**Task to complete**:
Print the records below word for word, with nothing added, dropped, or altered.
* Begin Entries *
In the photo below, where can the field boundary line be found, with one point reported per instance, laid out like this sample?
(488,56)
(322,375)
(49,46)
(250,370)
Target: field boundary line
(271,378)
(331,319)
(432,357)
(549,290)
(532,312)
* End Entries *
**Task response**:
In the photo below, where can the field boundary line be found, with one point reported per instance, laid out like this sample?
(488,56)
(322,375)
(49,46)
(250,370)
Target: field boundary line
(271,378)
(331,319)
(432,357)
(549,290)
(532,312)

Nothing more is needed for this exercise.